*PASSAGE TO READ*:
Wright, Trump’s pick to lead DOE, has argued there is “no energy transition happening now,” and his company published a 180-page report this year asserting that tax credits and expenditures under the Democrats’ climate law would reduce investment in other areas.

“We cannot let the Inflation Reduction Act enfeeble our energy system,” the paper said.

Wright has backed low-carbon technologies like geothermal and nuclear. His company, Liberty Energy, is partnering on a geothermal project with Fervo Energy and a next-generation nuclear project with Oklo, which designs small modular reactors.

Shah highlighted how the loan office and other DOE programs would finance geothermal and nuclear energy.

“At the end of the day, the secretary of Energy signs off on these loans,” said Bell, who worked in the loan office under Obama.

In a note to clients, the consultancy Capstone said deals under the office that have attracted Republican criticism or that have ties to Chinese companies are most at risk of not succeeding.

It listed the $1.7 billion loan to Plug Power, a $1 billion loan to EVgo for EV charging infrastructure and an $850 million loan to KORE Power for battery manufacturing in Arizona as being in jeopardy. Plug Power has attracted criticism from Sen. John Barrasso, a Wyoming Republican, for its relationship with Shah. Shah was working at Generate Capital in 2019 when the clean energy investment firm lent $100 million to Plug Power.

Karoline Leavitt, a spokesperson for the Trump transition team, said in a statement that Trump was elected with a mandate to deliver on his campaign promises.

Trump repeatedly called for cutting Biden’s climate and energy policies, including rescinding unspent funds from the Inflation Reduction Act. The law created a new program under the LPO and provided it with about $11.7 billion in funding.

The Biden administration signaled that it won’t let the loans die without a fight. A DOE spokesperson pointed to the office’s efforts to advance projects on nuclear energy, carbon capture and critical minerals, noting that they have bipartisan appeal.

“There is steel in the ground and job openings at new or expanded facilities around the country,” Jeremy Ortiz said in a statement. “It would be irresponsible for any government to turn its back on private sector partners, states, and communities that are benefiting from lower energy costs and new economic opportunities spurred by LPO’s investments.”

Many business executives have sought to project confidence that their projects will be completed before Trump arrives. EVgo CEO Badar Khan told investors he doesn’t expect “a lengthy process to close the loan.”

“The conditions are at this point largely within our control,” Khan added.

Mallory Cooke, a spokesperson for BlueOval SK, which received a $9.2 billion conditional loan commitment to help build battery factories in Kentucky and Tennessee, said the consortium is “working with our partners at the Department of Energy on final loan approval and will share details upon conclusion of that process.” The project is expected to start producing EV batteries in 2025, Cooke said.

*INSTRUCTIONS TO FOLLOW*: Continue the article on the Energy Department's loan office from the point where it stops.

*DATASET ROWS*:
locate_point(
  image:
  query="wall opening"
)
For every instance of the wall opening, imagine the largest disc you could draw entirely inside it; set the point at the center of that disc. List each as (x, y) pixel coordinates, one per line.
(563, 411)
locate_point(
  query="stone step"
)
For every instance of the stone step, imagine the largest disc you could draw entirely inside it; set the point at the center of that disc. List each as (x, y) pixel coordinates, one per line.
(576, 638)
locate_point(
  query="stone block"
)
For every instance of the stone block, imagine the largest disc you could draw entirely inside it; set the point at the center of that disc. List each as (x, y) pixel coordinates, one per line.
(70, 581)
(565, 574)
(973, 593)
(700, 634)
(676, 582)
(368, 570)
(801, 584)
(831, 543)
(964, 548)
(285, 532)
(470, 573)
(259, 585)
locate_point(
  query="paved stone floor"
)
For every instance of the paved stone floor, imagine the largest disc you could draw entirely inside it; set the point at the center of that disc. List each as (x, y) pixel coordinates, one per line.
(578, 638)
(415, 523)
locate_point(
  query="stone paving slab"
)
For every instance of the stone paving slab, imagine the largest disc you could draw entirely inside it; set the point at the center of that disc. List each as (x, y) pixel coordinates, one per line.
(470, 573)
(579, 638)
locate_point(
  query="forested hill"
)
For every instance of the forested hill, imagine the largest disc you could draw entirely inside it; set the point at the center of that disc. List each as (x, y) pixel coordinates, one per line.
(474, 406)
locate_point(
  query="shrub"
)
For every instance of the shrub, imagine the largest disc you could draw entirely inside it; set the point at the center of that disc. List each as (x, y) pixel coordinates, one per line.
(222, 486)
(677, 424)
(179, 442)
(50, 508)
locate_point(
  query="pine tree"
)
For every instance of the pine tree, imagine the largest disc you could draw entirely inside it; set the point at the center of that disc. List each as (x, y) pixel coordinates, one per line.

*OUTPUT OF THE EXERCISE*:
Eos Energy Enterprises, meanwhile, has made “significant progress” toward closing a $398 million loan for a battery factory outside Pittsburgh, CEO Joe Mastrangelo told investors recently.

The loans office has picked up the pace in recent months. Of the 12 loans finalized by the office under Biden, seven have been completed since September.

The office has continued to announce new conditional commitments. In October alone, it announced conditional deals for the sustainable aviation producer Gevo ($1.46 billion), the low-carbon fuels maker Montana Renewables ($1.44 billion) and the battery component maker Aspen Aerogels ($671 million), as well as the $1.05 billion for EVgo.

The Loan Programs Office has shown it can move fast. The first loan closed by the Biden administration, a $504 million deal for a hydrogen production and storage facility in Utah, was completed 43 days after the conditional deal was announced. But the average loan took 221 days between the conditional and final announcements.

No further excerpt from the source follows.